== To do ==
[A] Summarize the excerpt on the local feature refinement module in two sentences.
[B] In the excerpt on the local feature refinement module, what does the large-kernel branch consist of in the authors' implementation?
[C] Reproduce the stretch of the excerpt on the local feature refinement module from "The local feature" through "achieve precise alignment.", word for word.

== Excerpt provided ==
>>>>
3.3. Local Feature Refinement (LFR) Module

The local feature refinement module enhances registration accuracy through three stages: feature point detection, descriptor extraction, and feature matching. The feature point detection layer leverages spatial selection mechanisms and multi-scale large kernels to capture key points while suppressing redundancy. The descriptor extraction layer employs clustering to strengthen global and local representations, making descriptors resilient to nonlinear radiation differences (NRDs). Finally, the feature matching layer predicts a similarity matrix between descriptors to achieve precise alignment.

3.3.1. Feature Detection Layer

The feature point detection layer combines SCconv [54] and LSKNet [55] to extract robust keypoints. Let ${\mathbf{G}}_{\mathrm{in}}$ be the input feature map to this layer.

SCconv Module: It consists of a spatial reconstruction unit (SRU) and a channel reconstruction unit (CRU). The SRU applies group normalization (GN) [56] to normalize spatially variant features:

$${\mathbf{G}}_{\mathrm{sc}}=\mathrm{GN}\left({\mathbf{G}}_{\mathrm{in}}\right)=\gamma {\displaystyle \frac{{\mathbf{G}}_{\mathrm{in}}-\mu }{\sqrt{{\sigma }^2+ϵ}}}+\beta ,$$

(15)

where $\mu$ and $\sigma$ are the mean and standard deviation, and $\gamma ,\beta$ are trainable parameters.

LSKNet Module: It captures multi-scale contextual information using large-kernel convolutions and a spatial selection mechanism. Starting from the input ${\mathbf{G}}_{\mathrm{sc}}$, a series of convolutions with varying kernel sizes k and dilations d produce multi-scale features,

$${\mathbf{G}}_{i+1}={\mathcal{F}}_i^{k,d}\left({\mathbf{G}}_i\right),{\tilde{\mathbf{G}}}_i={\mathcal{F}}_i^{1\times 1}\left({\mathbf{G}}_i\right),$$

(16)

where ${\mathcal{F}}_i^{k,d}$ denotes a convolution with kernel k and dilation d, and ${\tilde{\mathbf{G}}}_i$ is the result of a $1\times 1$ convolution. In our implementation, the large-kernel branch consists of a $5\times 5$ depth-wise convolution followed by a $7\times 7$ depth-wise convolution with dilation rate 3. A spatial attention map ${\mathbf{SA}}_i$ is computed for each scale, and the final output ${\mathbf{G}}_{\mathrm{lsk}}$ is obtained by weighted summation,

$${\mathbf{G}}_{\mathrm{lsk}}=\mathcal{F}\left({\displaystyle \sum _{i=1}^N}({\mathbf{SA}}_i·{\tilde{\mathbf{G}}}_i)\right),$$

(17)

where $\mathcal{F}$ is a convolution layer. The output ${\mathbf{G}}_{\mathrm{lsk}}$ serves as the detected feature points for subsequent descriptor extraction.
<<<<
== Dataset ==
>>>>
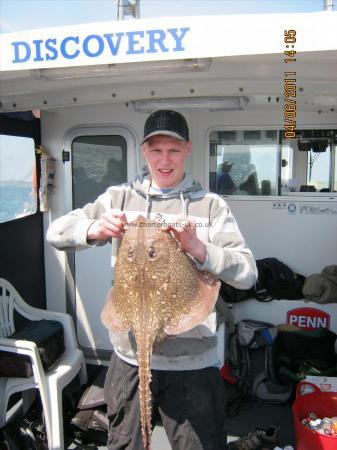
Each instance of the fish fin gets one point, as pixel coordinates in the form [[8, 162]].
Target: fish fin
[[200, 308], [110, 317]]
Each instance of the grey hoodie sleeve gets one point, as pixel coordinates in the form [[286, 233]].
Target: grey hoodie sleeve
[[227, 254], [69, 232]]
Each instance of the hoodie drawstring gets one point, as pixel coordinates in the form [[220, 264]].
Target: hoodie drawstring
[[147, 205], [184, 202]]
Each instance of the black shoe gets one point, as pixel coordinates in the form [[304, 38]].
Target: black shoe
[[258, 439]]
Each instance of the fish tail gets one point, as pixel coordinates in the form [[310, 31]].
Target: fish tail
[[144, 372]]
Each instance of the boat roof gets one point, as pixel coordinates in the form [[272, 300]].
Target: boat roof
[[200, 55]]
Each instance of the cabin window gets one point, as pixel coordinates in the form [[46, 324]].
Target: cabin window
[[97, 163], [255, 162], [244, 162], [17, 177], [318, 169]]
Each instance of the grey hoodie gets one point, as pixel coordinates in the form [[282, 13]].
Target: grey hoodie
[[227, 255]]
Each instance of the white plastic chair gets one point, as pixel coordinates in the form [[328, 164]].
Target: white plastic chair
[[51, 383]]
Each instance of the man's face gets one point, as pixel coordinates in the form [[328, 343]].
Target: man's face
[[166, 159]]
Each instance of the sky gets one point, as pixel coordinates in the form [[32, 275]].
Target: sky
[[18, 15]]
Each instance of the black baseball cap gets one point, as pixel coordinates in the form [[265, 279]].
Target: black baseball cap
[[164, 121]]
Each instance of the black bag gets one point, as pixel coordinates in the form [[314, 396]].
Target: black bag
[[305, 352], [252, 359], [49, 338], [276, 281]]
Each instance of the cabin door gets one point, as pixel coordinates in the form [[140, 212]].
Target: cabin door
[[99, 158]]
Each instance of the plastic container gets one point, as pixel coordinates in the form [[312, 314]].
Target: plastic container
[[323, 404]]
<<<<
>>>>
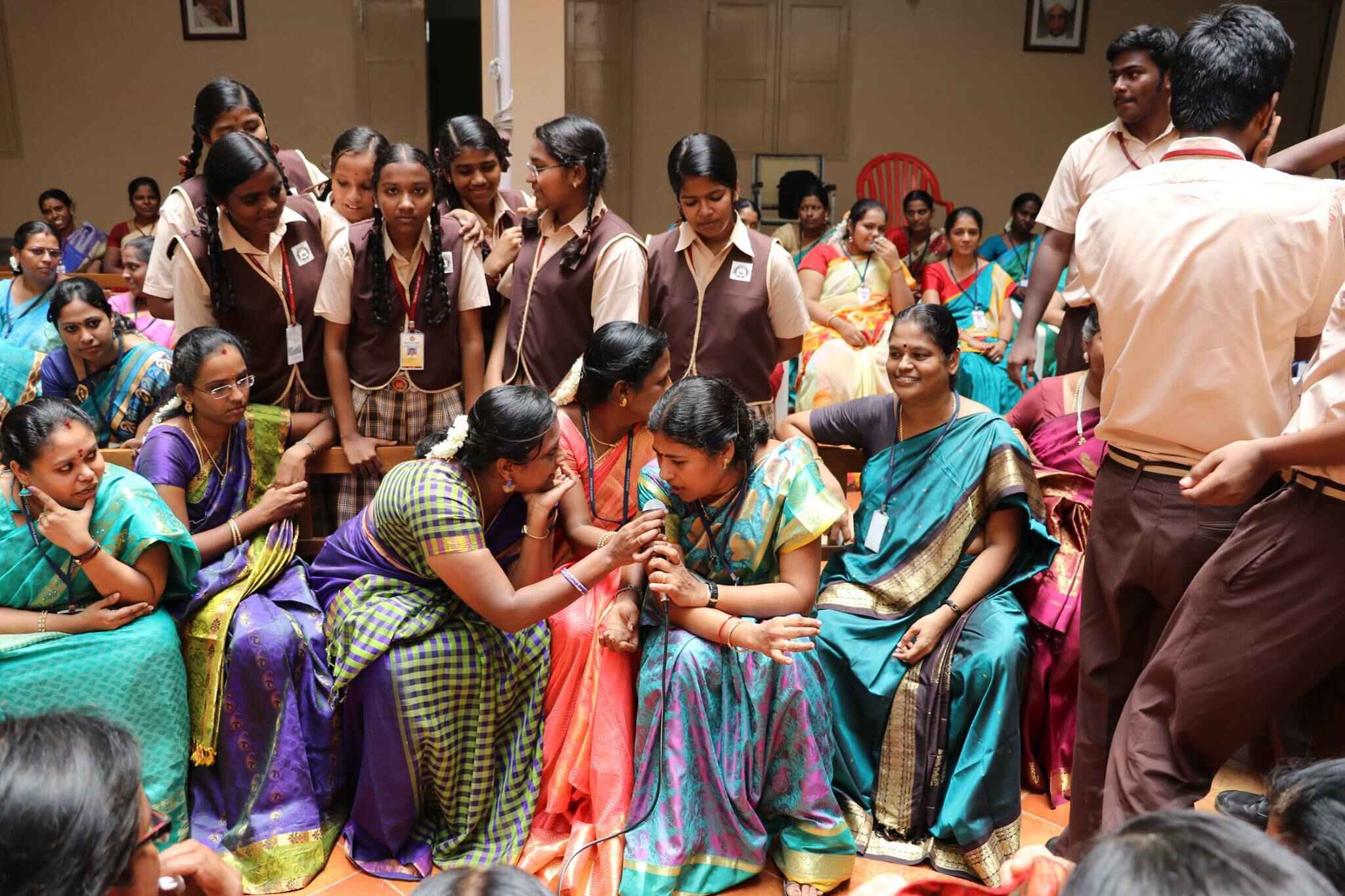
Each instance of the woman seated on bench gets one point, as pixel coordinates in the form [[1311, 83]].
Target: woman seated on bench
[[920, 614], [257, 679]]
<<<<
>>>>
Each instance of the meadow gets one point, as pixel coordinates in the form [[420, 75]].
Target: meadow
<<<<
== Correct answers ==
[A] The local feature refinement module improves registration accuracy in three stages: feature point detection, which uses spatial selection mechanisms and multi-scale large kernels; descriptor extraction, which uses clustering to make descriptors resilient to nonlinear radiation differences; and feature matching, which predicts a similarity matrix between descriptors. The detection layer combines SCconv, whose spatial reconstruction unit applies group normalization, with LSKNet, which runs large-kernel convolutions of varying sizes and dilations and then weights the results with a spatial attention map for each scale to produce the detected feature points.

[B] A 5×5 depth-wise convolution followed by a 7×7 depth-wise convolution with dilation rate 3.

[C]
The local feature refinement module enhances registration accuracy through three stages: feature point detection, descriptor extraction, and feature matching. The feature point detection layer leverages spatial selection mechanisms and multi-scale large kernels to capture key points while suppressing redundancy. The descriptor extraction layer employs clustering to strengthen global and local representations, making descriptors resilient to nonlinear radiation differences (NRDs). Finally, the feature matching layer predicts a similarity matrix between descriptors to achieve precise alignment.